## What you should do
Copy out the records below with "keypoint" swapped for "marker" wherever it appears, leaving everything else unchanged.

## Provided records

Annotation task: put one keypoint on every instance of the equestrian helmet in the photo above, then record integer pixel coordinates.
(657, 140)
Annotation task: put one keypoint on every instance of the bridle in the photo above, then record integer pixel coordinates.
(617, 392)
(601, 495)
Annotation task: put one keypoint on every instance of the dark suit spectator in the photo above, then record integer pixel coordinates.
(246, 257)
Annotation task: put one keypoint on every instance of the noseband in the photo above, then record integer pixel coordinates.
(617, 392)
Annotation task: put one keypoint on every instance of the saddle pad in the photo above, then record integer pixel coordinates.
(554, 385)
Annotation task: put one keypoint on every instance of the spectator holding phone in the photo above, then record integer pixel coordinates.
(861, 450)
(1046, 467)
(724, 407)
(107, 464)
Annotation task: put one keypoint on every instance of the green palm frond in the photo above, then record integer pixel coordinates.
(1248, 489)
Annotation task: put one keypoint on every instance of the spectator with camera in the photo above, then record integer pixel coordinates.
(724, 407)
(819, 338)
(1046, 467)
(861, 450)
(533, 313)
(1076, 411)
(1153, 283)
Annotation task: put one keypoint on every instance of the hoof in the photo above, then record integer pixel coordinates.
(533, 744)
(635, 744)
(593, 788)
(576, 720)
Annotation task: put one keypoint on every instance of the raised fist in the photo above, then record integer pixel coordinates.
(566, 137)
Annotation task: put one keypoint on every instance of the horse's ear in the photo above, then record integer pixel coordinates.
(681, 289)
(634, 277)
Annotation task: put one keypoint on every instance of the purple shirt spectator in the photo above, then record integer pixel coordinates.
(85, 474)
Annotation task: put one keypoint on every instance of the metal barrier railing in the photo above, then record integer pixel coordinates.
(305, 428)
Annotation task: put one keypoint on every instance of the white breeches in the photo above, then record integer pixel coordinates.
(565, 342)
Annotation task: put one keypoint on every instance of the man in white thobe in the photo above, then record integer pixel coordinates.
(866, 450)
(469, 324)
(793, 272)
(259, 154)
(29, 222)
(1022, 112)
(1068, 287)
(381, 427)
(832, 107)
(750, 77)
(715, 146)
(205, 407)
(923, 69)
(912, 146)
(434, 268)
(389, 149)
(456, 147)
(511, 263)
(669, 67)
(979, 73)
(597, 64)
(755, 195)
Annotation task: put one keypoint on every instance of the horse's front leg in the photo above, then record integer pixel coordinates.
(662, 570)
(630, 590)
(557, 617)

## Expected output
Annotation task: put one marker on every instance of the equestrian helmet in the photo above, then record integer pixel coordinates.
(657, 140)
Annotation task: put one marker on every instance of the bridle in the photo above, then record integer pixel coordinates.
(617, 392)
(601, 495)
Annotation task: put one marker on every instance of the dark suit spectator in the photo above, then record integer pixel coordinates.
(246, 257)
Annotation task: put one marker on every instance of the noseband in the photo above, then record integer pixel coordinates.
(617, 392)
Annotation task: put one marker on every instance of the saddle pad in the photo above, then record integer pixel coordinates.
(554, 385)
Annotation task: put one marker on every instance of the spectator holding phone in the photo above, then record integer pixel coordinates.
(861, 450)
(1046, 467)
(724, 407)
(107, 464)
Annotation task: put one marker on every instance of the green palm frond in the photo above, then record integer pixel coordinates.
(1248, 489)
Annotation task: put one marker on every instance of the spectator with camera in the photo above, then record integer pixel coordinates.
(724, 407)
(819, 338)
(1046, 467)
(861, 450)
(533, 313)
(1076, 411)
(1153, 283)
Annotation task: put one marker on every instance of the hoof in the photo above, then record integer pixel coordinates.
(533, 744)
(635, 744)
(593, 788)
(576, 720)
Annotation task: put one marker on every instance of the raised fist in the photo above, then record integer pixel coordinates.
(566, 137)
Annotation task: put one marker on every instance of the horse's ear in the photo above, then record integer pixel coordinates.
(681, 289)
(634, 277)
Annotation task: put one marker on every instance of the purple shirt spectator in the photo above, then record integer pixel coordinates.
(85, 474)
Annotation task: put one marker on every instance of the metal barrier railing in the photo above, then record integer pixel coordinates.
(305, 428)
Annotation task: put one marker on every instance of the white breeches in the photo above, then record integer pixel coordinates.
(565, 342)
Annotation task: put one marker on every instance of the man in white thobe in the photo above, then record integer pixel coordinates.
(866, 450)
(469, 324)
(793, 272)
(259, 154)
(29, 222)
(1022, 112)
(1068, 287)
(381, 427)
(832, 107)
(750, 77)
(715, 146)
(205, 407)
(923, 69)
(912, 146)
(434, 268)
(389, 149)
(456, 147)
(511, 263)
(669, 67)
(979, 73)
(597, 64)
(755, 195)
Annotation task: put one marker on every instance of the horse's front leg in the photo above, then record integer pixel coordinates.
(662, 570)
(630, 590)
(557, 617)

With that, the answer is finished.